===== RECORDED DATA

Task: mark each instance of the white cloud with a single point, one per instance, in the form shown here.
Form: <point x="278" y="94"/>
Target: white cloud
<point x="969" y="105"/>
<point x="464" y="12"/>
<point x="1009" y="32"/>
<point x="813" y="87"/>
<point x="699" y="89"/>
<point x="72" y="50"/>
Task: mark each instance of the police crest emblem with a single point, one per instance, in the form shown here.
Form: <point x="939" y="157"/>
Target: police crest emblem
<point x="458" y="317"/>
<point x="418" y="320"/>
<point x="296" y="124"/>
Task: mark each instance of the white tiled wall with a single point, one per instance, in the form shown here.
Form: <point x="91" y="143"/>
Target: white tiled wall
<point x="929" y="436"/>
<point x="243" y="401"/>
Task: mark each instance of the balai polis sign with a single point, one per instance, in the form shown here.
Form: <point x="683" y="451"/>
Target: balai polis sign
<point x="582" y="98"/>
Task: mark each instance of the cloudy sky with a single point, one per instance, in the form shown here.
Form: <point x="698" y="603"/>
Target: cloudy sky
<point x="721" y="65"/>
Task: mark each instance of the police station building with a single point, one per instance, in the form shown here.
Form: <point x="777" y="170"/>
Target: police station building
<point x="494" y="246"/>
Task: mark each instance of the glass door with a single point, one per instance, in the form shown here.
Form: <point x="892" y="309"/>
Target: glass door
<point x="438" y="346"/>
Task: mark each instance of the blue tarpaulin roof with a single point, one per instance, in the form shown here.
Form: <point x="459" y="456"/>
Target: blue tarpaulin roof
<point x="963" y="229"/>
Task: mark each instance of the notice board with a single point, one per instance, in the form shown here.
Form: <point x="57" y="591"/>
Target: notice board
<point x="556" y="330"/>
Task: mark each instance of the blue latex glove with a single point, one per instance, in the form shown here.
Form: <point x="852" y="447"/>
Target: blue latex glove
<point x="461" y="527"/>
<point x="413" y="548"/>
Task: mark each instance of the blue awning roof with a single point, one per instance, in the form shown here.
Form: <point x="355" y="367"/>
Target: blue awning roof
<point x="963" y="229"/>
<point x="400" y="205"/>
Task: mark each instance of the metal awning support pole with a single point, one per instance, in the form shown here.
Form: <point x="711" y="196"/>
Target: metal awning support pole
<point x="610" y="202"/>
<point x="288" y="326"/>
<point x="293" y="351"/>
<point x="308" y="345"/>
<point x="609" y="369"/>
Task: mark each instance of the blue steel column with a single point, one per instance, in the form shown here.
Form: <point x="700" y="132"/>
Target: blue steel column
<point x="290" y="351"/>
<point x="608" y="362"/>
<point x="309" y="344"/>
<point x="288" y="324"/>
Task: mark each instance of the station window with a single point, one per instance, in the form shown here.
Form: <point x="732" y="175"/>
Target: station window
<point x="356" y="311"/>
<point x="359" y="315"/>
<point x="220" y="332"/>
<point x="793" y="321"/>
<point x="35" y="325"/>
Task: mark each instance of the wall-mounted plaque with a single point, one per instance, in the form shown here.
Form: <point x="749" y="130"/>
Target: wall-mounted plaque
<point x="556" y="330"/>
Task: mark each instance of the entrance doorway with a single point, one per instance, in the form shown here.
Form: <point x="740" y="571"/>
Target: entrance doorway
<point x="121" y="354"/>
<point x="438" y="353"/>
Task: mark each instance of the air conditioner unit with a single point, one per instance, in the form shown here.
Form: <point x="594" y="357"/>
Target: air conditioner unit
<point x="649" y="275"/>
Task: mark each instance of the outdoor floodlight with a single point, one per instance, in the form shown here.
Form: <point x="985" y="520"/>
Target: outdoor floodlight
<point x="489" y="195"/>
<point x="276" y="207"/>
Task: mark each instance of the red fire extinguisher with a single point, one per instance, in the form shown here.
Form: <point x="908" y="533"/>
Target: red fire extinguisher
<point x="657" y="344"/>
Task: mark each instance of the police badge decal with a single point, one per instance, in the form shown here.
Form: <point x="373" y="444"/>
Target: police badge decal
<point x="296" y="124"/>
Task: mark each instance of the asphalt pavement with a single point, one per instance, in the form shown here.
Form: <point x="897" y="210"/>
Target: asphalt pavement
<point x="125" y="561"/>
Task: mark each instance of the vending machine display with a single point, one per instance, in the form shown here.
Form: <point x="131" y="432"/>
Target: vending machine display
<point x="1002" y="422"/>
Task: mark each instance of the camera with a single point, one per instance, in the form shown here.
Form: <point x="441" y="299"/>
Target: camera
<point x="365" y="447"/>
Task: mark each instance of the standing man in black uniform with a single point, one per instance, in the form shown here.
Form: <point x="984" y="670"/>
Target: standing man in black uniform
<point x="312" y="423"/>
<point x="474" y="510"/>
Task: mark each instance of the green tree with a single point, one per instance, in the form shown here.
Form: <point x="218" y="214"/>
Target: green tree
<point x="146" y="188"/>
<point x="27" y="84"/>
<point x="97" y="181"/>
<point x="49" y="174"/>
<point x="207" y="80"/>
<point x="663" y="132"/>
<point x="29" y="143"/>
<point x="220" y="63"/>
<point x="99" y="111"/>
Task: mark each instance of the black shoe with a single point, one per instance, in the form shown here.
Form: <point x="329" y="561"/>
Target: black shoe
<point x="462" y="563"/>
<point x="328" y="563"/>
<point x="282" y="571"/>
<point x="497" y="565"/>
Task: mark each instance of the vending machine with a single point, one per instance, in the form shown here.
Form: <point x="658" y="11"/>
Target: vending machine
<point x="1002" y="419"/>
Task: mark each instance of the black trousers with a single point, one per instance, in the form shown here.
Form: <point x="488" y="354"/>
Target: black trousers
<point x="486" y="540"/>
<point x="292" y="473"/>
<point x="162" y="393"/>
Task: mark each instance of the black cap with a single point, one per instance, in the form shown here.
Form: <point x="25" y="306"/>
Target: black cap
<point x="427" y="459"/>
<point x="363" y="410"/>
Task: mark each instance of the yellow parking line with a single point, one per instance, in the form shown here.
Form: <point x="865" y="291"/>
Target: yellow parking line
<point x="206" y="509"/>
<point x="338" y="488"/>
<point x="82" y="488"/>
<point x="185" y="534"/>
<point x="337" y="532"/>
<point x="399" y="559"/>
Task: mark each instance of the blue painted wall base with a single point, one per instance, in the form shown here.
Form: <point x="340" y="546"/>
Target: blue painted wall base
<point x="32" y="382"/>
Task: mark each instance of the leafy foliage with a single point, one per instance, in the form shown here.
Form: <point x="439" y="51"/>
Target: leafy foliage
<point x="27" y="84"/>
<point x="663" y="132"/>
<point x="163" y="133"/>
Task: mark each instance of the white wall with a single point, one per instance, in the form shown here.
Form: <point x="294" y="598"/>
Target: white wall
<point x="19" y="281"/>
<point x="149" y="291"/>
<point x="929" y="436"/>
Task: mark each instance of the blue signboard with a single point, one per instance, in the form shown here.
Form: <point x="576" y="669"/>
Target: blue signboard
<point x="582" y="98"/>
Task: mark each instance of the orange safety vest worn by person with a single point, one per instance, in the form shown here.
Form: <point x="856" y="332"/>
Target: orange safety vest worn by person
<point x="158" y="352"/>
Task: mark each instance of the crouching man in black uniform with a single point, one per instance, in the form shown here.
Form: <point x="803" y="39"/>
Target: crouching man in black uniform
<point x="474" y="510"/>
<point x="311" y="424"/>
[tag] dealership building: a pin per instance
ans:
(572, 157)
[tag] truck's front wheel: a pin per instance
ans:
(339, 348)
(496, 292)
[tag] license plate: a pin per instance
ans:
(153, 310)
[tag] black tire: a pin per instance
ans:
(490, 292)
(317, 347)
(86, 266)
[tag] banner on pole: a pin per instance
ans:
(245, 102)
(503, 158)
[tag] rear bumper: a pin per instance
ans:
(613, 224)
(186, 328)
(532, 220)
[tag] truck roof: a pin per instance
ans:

==========

**EXERCISE REQUIREMENTS**: Everything from the line containing "Task: mark each instance of the orange" to the end of the records must be written out exactly; include both of those lines and no others.

**ANSWER**:
Task: mark each instance of the orange safety vest worn by person with a single point, one per instance, in the form shown here.
Form: <point x="856" y="332"/>
Target: orange safety vest worn by person
<point x="158" y="352"/>
Task: mark each instance of the crouching man in black uniform with a single point, one per instance, in the form shown here.
Form: <point x="803" y="39"/>
Target: crouching man in black uniform
<point x="474" y="510"/>
<point x="311" y="424"/>
[tag] dealership building: a pin per instance
ans:
(572, 157)
[tag] truck's front wheel: a pin per instance
ans:
(339, 348)
(496, 292)
[tag] license plate: a pin per instance
ans:
(153, 310)
[tag] black tire: a pin per instance
ans:
(490, 292)
(317, 347)
(86, 266)
[tag] banner on pole: a pin per instance
ans:
(245, 102)
(503, 158)
[tag] rear bumper: a pin per instance
ans:
(613, 224)
(186, 328)
(532, 220)
[tag] truck roof: a pin per instance
ans:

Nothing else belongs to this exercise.